Rewrite the data as a numbered list, covering only the lines from the one containing "If you could identify the batting glove in" through the last line of the data, and leave out any blank lines.

(Records for the exercise)
━━━━━━━━━━━━━━━━

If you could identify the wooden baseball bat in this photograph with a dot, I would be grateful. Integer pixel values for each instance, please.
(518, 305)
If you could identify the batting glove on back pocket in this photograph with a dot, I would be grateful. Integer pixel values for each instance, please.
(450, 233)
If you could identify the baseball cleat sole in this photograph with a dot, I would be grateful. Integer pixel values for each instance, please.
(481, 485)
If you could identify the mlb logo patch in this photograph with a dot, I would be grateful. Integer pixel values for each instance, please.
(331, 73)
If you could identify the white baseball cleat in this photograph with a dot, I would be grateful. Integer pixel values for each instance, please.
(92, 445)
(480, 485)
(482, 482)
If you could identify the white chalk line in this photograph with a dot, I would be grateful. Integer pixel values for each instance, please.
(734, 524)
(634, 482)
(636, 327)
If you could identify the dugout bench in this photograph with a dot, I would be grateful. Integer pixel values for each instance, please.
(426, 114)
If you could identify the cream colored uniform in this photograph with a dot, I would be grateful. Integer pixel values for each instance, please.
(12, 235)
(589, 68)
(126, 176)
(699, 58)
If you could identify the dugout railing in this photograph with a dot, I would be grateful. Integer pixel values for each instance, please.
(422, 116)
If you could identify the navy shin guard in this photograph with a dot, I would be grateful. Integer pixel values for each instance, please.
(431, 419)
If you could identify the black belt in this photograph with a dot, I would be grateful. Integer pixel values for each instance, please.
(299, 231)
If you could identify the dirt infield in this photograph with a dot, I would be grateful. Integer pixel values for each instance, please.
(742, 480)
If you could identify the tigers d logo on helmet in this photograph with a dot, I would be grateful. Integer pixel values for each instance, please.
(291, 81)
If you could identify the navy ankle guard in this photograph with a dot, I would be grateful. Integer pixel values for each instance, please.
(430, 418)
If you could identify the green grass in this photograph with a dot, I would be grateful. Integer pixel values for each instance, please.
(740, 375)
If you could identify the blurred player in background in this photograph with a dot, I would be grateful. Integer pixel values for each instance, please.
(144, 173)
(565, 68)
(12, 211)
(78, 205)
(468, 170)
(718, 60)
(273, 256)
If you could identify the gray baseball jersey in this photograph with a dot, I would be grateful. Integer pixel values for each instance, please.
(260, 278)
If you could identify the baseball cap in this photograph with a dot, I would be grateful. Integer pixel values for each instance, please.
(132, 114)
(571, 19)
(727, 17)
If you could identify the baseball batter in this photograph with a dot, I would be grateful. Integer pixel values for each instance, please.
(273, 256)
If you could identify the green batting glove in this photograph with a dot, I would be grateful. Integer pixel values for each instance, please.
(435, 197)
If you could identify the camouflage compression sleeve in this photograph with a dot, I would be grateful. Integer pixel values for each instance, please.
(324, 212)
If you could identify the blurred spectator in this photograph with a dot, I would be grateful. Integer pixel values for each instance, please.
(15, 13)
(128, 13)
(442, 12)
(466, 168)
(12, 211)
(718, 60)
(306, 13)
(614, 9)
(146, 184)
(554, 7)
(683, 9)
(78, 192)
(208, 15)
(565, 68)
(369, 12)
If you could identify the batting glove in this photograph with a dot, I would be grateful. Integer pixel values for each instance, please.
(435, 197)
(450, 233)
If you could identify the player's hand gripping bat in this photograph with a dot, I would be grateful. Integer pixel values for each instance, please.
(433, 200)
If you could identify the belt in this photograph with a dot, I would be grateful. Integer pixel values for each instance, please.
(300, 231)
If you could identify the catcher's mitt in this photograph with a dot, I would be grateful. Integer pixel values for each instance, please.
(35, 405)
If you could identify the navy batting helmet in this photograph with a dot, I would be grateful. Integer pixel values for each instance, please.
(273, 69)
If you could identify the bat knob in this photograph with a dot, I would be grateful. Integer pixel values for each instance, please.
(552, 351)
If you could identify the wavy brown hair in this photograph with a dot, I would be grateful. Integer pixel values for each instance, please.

━━━━━━━━━━━━━━━━

(Worked answer)
1. If you could identify the batting glove in this photograph with a dot, I would be grateful. Integer pixel values for each instance, please.
2. (435, 197)
3. (450, 233)
4. If you could identify the player's hand gripping bat in this photograph with a dot, I would be grateful. Integer pixel values for each instance, please.
5. (433, 200)
6. If you could identify the belt in this photograph with a dot, I would be grateful. Integer pixel values for each instance, please.
7. (300, 231)
8. If you could identify the catcher's mitt in this photograph with a dot, I would be grateful. Integer pixel values for each instance, please.
9. (35, 405)
10. If you could identify the navy batting helmet in this photograph with a dot, I would be grateful. Integer pixel values for each instance, please.
11. (273, 69)
12. If you could identify the bat knob in this photograph with a dot, I would be grateful. Integer pixel values for each instance, please.
13. (552, 351)
14. If you could identify the wavy brown hair in this photograph with a dot, I would be grateful. Integer pixel values for each instance, please.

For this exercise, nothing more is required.